#### Set tasks
[1] In the stout chocolate cake recipe, what kind of cake tin should be greased?
[2] Do these statements agree with the stout chocolate cake recipe? (a) The oven is preheated to 180 °C. (b) The cocoa powder goes in before the beer and butter are heated. (c) The cake bakes for 30 minutes. Answer each with yes or no and quote the deciding words.
-------- Text
Stout chocolate cake

By admin
13 January 2012

The creamcheese icing that looks like the foam head of a beer goes perfectly with the extra-dark, moist cake.

Makes 1 cake

Preparation time: 15 min

Baking time: 45-60 min


250 ml (1 c) dark stout beer

250 g butter

180 ml (¾ c) cocoa powder

500 ml (2 c) caster sugar

140 ml sour cream

2 eggs

5 ml (1 t) vanilla essence

500 ml (2 c) cake flour

12 ml (2½ t) bicarbonate of soda


250 g cream cheese

100 ml icing sugar

25 g butter, melted

20 ml (4 t) milk

Preheat the oven to 180 °C. Grease a 23-cm loose-bottomed cake tin with butter or spray.


Heat the beer and butter in a saucepan until the butter has melted. Remove from the heat. Sift in the cocoa powder, add the sugar and blend.

Whisk together the cream, eggs and vanilla essence in a separate bowl and add to the beer mixture, whisking well.
----------------
-------- Available data
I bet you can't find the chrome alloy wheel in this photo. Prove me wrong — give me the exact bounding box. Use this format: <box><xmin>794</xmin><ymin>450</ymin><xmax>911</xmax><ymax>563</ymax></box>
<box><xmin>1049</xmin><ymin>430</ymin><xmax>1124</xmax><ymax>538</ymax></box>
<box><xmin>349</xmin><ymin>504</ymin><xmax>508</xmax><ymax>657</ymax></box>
----------------
#### Exercise solutions
[1] A 23-cm loose-bottomed cake tin.

[2]
(a) Yes: "Preheat the oven to 180 °C."
(b) No: "Heat the beer and butter in a saucepan until the butter has melted. Remove from the heat. Sift in the cocoa powder"
(c) No: "Baking time: 45-60 min"